In the passage about Laurie Weeks, what year did she receive a fiction fellowship from the New York Foundation for the Arts?

• [PASSAGE PROVIDED]
+++++
Laurie Weeks is an American writer and performer based in New York City. Her fiction and essays have been published extensively. She is best known as the screenwriter of Boys Don't Cry, and is the Lambda Literary Award-winning author of the novel Zipper Mouth.

Career 
Weeks holds a Master of Arts in Performance Studies from New York University and has taught at The New School in New York City in the creative writing program. In 1996, she was awarded a fiction fellowship by the New York Foundation for the Arts.

Works 
Weeks' writing has been included in The New Fuck You: Adventures in Lesbian Reading (Semiotext(e), 1995), as well as in Dave Eggers's The Best American Nonrequired Reading 2008.

She was the screenwriter of the lesbian cult film, Boys Don't Cry (1999), which was a retelling of the Brandon Teena murder.
+++++
Excerpts of labeled region data
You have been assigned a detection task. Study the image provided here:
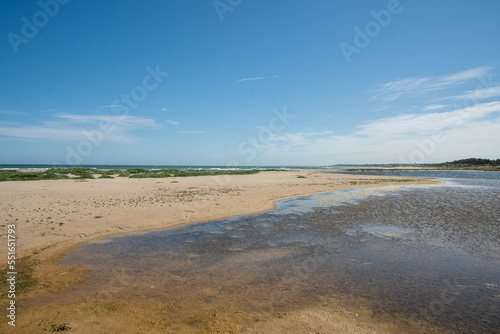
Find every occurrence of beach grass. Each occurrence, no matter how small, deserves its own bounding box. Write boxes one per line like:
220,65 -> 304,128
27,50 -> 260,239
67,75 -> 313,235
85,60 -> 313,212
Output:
0,167 -> 260,182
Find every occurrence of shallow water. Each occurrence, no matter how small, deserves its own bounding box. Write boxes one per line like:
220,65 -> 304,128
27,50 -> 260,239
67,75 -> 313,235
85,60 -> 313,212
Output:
29,172 -> 500,333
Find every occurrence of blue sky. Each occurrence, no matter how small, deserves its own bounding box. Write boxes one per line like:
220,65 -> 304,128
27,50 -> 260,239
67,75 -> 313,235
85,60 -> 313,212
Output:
0,0 -> 500,165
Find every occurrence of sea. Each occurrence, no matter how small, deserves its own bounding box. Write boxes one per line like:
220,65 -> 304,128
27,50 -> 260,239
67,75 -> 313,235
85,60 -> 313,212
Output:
0,164 -> 340,170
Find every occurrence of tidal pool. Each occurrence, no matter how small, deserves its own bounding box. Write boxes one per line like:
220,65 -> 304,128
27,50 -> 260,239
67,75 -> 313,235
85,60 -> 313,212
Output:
31,172 -> 500,333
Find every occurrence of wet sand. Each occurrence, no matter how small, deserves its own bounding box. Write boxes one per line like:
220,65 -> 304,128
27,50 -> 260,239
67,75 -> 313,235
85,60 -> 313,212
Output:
0,170 -> 430,333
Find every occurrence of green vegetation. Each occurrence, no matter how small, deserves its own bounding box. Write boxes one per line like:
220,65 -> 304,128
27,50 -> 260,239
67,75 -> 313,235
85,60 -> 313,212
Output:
0,167 -> 259,181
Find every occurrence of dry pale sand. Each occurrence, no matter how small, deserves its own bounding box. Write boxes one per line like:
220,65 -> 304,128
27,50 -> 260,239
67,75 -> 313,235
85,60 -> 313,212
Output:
0,170 -> 432,333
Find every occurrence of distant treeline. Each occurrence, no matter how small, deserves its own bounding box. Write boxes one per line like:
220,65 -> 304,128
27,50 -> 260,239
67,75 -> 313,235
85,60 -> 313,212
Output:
438,158 -> 500,166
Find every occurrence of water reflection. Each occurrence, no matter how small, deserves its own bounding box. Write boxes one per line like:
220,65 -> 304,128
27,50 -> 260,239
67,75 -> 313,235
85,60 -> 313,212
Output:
29,174 -> 500,333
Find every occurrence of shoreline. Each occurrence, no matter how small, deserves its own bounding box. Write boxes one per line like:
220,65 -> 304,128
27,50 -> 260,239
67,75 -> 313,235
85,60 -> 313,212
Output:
0,170 -> 436,265
0,170 -> 438,332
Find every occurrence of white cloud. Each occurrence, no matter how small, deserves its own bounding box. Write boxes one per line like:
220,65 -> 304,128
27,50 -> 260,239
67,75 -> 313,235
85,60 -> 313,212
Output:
440,86 -> 500,101
373,67 -> 493,102
423,104 -> 449,111
252,101 -> 500,164
0,109 -> 26,115
177,130 -> 206,133
238,75 -> 281,82
0,114 -> 156,143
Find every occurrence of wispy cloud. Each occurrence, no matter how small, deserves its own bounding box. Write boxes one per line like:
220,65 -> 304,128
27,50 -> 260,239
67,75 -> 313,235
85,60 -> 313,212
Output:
0,113 -> 156,143
177,130 -> 206,133
252,101 -> 500,164
238,75 -> 281,82
0,109 -> 26,115
423,104 -> 449,111
373,67 -> 493,102
439,86 -> 500,101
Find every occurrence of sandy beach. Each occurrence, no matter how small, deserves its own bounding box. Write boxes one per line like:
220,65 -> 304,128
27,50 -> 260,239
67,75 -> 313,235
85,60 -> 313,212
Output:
+++++
• [WORKED SOLUTION] 1996